**** Article
Amend the bill as a whole by adding new sections designated sections 14.3 and 14.7, following sec. 14, to read as follows:

"Sec. 14.3. NRS 278.170 is hereby amended to read as follows:

278.170 1. The commission may prepare and adopt all or any part of the master plan or any subject thereof, except as otherwise provided in subsection 2, for all or any part of the city, county or region. Master regional plans must be coordinated with similar plans of adjoining regions, and master county and city plans within each region must be coordinated so as to fit properly into the master plan for the region.

2. In counties whose population is 100,000 or more, if the commission prepares and adopts less than all subjects of the master plan, as outlined in NRS 278.160, it shall include, in its preparation and adoption, the conservation, housing , land use and population plans described in that section.

Sec. 14.7. NRS 278.210 is hereby amended to read as follows:

278.210 1. Before adopting the master plan or any part of it, or any substantial amendment thereof, the commission shall hold at least one public hearing thereon, notice of the time and place of which shall be given at least by one publication in a newspaper of general circulation in the city or county, or in the case of a regional planning commission, by one publication in a newspaper in each county within the regional district, at least 10 days before the day of the hearing.

2. The adoption of the master plan, or of any amendment, extension or addition thereof, [shall] must be by resolution of the commission carried by the affirmative votes of not less than two-thirds of the total membership of the commission. The resolution [shall] must refer expressly to the maps, descriptive matter and other matter intended by the commission to constitute the plan or any amendment, addition or extension thereof, and the action taken [shall] must be recorded on the map and plan and descriptive matter by the identifying signatures of the secretary and chairman of the commission.

3. No plan or map, hereafter, [shall] must have indicated thereon that it is a part of the master plan until it [shall have] has been adopted as part of the master plan by the commission as herein provided for the adoption thereof, whenever changed conditions or further studies by the commission require such amendments, extension, or addition.

4. Except as otherwise provided in this subsection, the commission shall not amend the land use plan of the master plan set forth in paragraph (f) of subsection 1 of NRS 278.160 more than four times in a calendar year. The provisions of this subsection do not apply to a change in the land use designated for a particular area if the change does not affect more than 25 percent of the area.

5. An attested copy of any part, amendment, extension of or addition to the master plan adopted by the planning commission of any city, county or region [shall] must be certified to the governing body of [such] the city, county or region.

[5.] 6. An attested copy of any part, amendment, extension of or addition to the master plan adopted by any regional planning commission [shall] must be certified to the county planning commission and to the board of county commissioners of each county within the regional district.".

Amend sec. 15, page 7, line 8, by deleting:

"be adopted in accordance with" and inserting:

"[be adopted in accordance with] strictly conform to".

Amend the bill as a whole by renumbering sec. 16 as sec. 23 and adding new sections designated sections 16 through 22, following sec. 15, to read as follows:

"Sec. 16. NRS 278.260 is hereby amended to read as follows:

278.260 1. The governing body shall provide for the manner in which zoning regulations and restrictions and the boundaries of zoning districts are determined, established, enforced and amended.
********
Directions. Swap "public hearing" for "open hearing" and write out the amendment from "2. In counties" to "of the hearing.". Rely solely on the amendment itself for what it says, not on any of the items.
**** Data lines
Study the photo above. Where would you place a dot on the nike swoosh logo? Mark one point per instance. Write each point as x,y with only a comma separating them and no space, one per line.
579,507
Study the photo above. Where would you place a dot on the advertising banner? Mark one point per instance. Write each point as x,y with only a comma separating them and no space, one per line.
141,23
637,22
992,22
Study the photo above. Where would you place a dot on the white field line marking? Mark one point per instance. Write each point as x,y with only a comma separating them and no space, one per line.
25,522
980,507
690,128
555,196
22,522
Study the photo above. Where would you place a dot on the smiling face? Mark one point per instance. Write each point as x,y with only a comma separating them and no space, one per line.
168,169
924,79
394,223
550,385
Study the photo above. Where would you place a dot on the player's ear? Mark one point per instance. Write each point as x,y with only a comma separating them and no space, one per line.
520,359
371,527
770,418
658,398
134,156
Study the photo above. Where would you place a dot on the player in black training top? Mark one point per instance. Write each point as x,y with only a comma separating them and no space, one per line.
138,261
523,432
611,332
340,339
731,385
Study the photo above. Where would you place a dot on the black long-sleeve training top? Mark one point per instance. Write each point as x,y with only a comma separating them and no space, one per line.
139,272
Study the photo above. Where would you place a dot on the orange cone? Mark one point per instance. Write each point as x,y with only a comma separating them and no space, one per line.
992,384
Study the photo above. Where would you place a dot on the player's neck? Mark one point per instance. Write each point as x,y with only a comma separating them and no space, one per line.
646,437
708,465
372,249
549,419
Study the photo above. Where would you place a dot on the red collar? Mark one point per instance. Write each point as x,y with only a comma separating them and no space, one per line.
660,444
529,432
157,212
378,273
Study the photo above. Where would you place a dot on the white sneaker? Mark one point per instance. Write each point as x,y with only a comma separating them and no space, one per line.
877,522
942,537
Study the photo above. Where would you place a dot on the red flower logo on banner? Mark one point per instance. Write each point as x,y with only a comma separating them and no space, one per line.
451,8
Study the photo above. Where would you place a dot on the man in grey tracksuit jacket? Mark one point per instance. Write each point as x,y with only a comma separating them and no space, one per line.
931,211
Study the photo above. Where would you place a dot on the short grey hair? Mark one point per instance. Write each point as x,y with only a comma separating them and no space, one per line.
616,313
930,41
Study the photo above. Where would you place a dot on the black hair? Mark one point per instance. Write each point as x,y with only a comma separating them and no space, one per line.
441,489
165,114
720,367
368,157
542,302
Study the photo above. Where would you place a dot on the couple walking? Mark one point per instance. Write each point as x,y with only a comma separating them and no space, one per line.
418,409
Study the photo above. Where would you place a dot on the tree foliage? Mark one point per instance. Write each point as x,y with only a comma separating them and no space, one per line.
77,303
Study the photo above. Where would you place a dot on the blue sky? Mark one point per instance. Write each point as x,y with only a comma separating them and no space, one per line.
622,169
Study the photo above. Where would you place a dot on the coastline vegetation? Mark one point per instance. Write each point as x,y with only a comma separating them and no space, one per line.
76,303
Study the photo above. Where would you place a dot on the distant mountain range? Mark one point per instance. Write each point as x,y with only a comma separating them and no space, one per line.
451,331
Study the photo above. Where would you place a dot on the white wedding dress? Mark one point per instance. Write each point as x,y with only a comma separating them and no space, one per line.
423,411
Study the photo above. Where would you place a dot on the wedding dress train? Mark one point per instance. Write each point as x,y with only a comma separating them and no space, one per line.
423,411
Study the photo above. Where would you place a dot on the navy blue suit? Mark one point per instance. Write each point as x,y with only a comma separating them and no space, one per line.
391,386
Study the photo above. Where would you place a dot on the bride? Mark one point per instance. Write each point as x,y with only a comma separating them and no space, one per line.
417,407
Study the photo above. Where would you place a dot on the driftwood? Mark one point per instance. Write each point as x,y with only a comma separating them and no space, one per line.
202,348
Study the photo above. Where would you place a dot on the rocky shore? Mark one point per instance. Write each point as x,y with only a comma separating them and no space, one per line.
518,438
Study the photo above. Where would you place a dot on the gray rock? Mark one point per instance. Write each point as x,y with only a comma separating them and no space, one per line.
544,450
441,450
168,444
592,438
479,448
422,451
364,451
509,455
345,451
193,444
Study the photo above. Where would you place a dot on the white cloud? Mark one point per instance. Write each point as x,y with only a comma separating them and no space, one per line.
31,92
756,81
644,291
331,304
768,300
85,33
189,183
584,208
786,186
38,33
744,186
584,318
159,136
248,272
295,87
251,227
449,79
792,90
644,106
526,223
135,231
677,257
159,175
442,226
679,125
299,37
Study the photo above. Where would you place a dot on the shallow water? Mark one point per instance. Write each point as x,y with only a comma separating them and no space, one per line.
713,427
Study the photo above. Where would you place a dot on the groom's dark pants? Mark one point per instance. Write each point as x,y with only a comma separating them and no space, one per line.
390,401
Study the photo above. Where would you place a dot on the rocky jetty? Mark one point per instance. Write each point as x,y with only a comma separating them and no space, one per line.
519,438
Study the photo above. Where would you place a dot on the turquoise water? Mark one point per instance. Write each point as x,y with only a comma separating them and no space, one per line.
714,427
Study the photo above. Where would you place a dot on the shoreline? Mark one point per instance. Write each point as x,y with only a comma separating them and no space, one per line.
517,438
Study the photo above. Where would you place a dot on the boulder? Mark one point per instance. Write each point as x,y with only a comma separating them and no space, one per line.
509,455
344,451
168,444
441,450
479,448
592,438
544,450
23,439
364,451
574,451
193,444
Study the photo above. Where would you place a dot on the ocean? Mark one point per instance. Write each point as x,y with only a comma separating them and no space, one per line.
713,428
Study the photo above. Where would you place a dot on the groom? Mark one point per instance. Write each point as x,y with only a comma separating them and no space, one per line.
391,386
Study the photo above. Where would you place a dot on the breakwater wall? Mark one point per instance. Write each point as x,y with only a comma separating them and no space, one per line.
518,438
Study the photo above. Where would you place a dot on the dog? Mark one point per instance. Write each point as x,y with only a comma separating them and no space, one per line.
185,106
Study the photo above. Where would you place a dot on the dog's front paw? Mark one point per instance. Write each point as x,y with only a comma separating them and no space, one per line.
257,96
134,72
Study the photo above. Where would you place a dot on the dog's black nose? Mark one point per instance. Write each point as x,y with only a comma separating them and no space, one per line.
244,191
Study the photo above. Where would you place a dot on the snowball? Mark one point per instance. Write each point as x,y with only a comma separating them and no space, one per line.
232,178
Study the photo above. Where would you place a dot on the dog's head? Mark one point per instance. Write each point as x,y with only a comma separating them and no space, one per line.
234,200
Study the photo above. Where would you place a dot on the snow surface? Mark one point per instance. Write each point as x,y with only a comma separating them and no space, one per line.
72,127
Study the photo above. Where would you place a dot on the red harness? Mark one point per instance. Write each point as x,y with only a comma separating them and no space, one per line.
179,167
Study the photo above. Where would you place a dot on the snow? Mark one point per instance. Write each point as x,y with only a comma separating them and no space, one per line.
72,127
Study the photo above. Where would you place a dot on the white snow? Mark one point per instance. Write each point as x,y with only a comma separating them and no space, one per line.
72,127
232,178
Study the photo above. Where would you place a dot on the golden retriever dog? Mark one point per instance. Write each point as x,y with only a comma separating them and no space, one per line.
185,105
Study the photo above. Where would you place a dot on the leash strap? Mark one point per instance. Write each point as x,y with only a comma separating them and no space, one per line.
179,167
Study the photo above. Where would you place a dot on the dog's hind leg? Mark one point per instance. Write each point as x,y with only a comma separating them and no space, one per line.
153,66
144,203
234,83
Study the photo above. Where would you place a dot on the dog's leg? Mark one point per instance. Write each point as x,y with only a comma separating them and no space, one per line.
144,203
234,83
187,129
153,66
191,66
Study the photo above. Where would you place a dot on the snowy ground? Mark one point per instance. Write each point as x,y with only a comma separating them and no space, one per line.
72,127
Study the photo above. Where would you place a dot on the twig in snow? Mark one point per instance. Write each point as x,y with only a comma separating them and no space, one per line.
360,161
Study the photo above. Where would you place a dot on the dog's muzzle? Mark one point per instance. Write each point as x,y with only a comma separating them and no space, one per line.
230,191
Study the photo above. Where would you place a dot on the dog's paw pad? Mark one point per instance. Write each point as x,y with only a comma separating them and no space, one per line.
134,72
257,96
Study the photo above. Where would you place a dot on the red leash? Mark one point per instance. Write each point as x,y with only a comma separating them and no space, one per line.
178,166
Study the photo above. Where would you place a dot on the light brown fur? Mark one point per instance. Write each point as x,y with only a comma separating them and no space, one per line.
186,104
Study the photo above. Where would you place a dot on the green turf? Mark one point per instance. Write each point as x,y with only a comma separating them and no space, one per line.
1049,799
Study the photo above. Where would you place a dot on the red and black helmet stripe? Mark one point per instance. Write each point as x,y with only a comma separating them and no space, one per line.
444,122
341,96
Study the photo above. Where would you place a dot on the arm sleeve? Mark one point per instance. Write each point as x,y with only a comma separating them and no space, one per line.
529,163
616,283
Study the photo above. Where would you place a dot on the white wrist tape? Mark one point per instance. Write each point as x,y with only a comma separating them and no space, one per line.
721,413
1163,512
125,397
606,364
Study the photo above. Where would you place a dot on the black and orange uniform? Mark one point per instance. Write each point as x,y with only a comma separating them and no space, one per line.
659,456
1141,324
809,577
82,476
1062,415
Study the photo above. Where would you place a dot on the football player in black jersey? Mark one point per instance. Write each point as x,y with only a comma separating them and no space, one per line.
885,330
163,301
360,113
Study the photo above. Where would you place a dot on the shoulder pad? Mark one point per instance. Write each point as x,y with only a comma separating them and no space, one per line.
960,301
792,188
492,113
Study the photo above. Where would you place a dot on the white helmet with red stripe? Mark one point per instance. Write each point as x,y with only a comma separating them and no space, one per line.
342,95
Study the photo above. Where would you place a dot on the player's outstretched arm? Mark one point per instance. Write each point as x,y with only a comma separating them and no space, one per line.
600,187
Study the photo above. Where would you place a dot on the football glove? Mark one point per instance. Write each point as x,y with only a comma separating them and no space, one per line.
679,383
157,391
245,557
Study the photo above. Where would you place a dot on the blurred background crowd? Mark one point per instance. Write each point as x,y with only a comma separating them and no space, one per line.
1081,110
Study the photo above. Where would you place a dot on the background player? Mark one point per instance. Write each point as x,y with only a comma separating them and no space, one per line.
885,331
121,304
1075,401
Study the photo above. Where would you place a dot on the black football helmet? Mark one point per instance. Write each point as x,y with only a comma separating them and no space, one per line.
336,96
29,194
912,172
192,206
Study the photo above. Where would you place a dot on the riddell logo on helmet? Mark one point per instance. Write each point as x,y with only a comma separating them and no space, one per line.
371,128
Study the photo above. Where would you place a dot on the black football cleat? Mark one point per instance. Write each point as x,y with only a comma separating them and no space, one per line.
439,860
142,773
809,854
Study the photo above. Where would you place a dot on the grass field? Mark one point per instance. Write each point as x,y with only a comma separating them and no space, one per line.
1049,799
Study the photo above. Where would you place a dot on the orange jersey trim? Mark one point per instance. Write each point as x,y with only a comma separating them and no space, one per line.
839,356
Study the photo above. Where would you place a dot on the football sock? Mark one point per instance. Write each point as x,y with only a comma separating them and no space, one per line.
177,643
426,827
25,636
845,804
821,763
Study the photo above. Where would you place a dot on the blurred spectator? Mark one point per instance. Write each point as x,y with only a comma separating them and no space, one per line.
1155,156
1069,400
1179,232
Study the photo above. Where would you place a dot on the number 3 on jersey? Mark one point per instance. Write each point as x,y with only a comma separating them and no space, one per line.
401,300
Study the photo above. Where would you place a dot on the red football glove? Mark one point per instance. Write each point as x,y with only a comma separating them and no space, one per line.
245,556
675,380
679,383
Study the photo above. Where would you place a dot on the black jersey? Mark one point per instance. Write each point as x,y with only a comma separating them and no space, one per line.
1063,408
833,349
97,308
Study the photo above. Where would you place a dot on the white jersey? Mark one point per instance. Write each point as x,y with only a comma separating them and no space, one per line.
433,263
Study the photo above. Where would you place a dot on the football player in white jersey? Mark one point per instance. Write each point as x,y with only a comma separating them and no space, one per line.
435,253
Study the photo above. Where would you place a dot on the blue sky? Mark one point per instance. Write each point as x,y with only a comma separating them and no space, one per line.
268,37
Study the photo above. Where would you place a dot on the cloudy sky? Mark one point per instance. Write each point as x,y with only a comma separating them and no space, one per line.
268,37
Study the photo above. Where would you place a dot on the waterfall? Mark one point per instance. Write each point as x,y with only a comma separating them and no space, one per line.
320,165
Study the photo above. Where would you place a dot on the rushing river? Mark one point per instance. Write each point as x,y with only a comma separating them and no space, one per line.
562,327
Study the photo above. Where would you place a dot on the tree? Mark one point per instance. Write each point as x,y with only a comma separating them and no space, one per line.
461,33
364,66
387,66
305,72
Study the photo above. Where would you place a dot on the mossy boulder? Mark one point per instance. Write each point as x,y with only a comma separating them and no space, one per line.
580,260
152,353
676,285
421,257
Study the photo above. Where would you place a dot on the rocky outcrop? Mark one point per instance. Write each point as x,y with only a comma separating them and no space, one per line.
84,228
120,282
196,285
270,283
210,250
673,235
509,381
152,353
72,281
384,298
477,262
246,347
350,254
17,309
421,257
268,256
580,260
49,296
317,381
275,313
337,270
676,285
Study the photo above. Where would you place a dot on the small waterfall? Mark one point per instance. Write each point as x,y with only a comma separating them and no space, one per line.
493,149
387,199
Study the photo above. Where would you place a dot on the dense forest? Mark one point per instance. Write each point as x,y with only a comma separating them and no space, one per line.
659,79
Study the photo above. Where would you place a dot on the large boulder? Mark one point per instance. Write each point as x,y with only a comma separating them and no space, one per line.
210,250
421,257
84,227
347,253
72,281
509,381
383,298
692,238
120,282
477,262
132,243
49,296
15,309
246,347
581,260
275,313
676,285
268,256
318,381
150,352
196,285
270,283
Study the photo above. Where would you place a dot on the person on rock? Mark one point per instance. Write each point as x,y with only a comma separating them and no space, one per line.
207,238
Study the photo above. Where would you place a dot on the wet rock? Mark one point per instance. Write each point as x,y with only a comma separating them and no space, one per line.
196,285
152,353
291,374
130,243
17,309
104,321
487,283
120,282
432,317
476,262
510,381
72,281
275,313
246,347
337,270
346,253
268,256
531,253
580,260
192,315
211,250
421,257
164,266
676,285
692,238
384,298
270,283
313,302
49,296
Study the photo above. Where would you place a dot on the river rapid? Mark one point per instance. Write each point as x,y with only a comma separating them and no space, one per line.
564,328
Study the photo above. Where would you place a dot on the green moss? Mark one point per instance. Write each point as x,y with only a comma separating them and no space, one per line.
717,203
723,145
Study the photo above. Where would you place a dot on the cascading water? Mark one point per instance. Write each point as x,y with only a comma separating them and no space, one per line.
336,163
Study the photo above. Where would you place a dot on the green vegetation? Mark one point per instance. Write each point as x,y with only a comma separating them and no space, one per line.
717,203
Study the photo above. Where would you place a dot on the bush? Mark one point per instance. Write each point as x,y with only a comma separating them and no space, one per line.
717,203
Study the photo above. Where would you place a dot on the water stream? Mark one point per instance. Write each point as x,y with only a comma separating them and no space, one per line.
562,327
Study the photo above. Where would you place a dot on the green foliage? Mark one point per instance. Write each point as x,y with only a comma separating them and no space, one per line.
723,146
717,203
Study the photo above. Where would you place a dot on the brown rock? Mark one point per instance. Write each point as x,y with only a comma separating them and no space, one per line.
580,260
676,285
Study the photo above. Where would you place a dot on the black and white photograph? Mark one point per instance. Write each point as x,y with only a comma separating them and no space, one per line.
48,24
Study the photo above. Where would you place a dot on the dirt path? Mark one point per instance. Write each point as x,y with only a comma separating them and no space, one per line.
********
Output for this exercise.
2. In counties whose population is 100,000 or more, if the commission prepares and adopts less than all subjects of the master plan, as outlined in NRS 278.160, it shall include, in its preparation and adoption, the conservation, housing , land use and population plans described in that section.

Sec. 14.7. NRS 278.210 is hereby amended to read as follows:

278.210 1. Before adopting the master plan or any part of it, or any substantial amendment thereof, the commission shall hold at least one open hearing thereon, notice of the time and place of which shall be given at least by one publication in a newspaper of general circulation in the city or county, or in the case of a regional planning commission, by one publication in a newspaper in each county within the regional district, at least 10 days before the day of the hearing.